[Records contained in a dataset]
----------------------------------------

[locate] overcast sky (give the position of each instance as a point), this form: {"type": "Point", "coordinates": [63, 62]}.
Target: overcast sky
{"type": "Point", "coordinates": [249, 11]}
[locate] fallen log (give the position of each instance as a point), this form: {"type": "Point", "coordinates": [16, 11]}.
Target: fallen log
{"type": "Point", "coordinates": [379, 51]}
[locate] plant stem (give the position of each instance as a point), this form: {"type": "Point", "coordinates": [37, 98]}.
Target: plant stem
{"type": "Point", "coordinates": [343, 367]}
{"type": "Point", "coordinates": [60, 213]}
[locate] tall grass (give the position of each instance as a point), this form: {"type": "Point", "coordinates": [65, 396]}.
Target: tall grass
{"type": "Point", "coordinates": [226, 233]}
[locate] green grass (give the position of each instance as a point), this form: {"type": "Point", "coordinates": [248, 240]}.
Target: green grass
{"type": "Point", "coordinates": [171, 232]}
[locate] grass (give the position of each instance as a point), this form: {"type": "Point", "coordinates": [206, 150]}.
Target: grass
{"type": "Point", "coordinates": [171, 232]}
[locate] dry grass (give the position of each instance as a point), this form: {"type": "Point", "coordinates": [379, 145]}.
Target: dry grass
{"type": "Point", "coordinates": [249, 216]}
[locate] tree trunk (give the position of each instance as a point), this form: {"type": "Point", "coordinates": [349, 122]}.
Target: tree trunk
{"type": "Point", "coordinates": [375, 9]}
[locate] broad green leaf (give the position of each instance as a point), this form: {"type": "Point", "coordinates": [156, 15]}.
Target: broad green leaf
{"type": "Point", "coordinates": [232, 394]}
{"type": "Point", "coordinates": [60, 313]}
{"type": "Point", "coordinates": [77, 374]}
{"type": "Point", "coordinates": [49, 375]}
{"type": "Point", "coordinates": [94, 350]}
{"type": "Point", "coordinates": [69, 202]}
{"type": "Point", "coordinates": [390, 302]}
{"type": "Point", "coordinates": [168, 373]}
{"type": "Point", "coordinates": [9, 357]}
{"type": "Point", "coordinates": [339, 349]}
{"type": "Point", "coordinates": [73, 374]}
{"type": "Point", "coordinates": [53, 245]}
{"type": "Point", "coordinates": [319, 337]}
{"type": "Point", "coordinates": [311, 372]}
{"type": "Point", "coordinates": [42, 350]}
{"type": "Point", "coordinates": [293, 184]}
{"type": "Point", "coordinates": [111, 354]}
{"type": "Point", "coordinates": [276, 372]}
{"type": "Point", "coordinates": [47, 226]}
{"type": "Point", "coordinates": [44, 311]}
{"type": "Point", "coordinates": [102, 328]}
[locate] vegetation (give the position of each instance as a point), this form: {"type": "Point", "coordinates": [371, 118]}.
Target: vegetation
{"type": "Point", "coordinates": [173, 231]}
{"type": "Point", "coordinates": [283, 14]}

----------------------------------------

• _Set task_:
Copy out the items word for word, from the line containing "[locate] broad green" through the end of the items.

• _Solution for this exercise_:
[locate] broad green leaf (give the position of each instance as a point), this form: {"type": "Point", "coordinates": [156, 15]}.
Target: broad green leaf
{"type": "Point", "coordinates": [232, 394]}
{"type": "Point", "coordinates": [60, 313]}
{"type": "Point", "coordinates": [77, 374]}
{"type": "Point", "coordinates": [49, 375]}
{"type": "Point", "coordinates": [94, 350]}
{"type": "Point", "coordinates": [69, 202]}
{"type": "Point", "coordinates": [390, 302]}
{"type": "Point", "coordinates": [168, 373]}
{"type": "Point", "coordinates": [9, 357]}
{"type": "Point", "coordinates": [339, 349]}
{"type": "Point", "coordinates": [73, 374]}
{"type": "Point", "coordinates": [53, 245]}
{"type": "Point", "coordinates": [319, 337]}
{"type": "Point", "coordinates": [311, 372]}
{"type": "Point", "coordinates": [42, 350]}
{"type": "Point", "coordinates": [293, 184]}
{"type": "Point", "coordinates": [111, 354]}
{"type": "Point", "coordinates": [276, 372]}
{"type": "Point", "coordinates": [47, 226]}
{"type": "Point", "coordinates": [44, 311]}
{"type": "Point", "coordinates": [102, 328]}
[locate] vegetation (give the position of each instance as a point), this form: {"type": "Point", "coordinates": [371, 118]}.
Target: vegetation
{"type": "Point", "coordinates": [173, 231]}
{"type": "Point", "coordinates": [283, 14]}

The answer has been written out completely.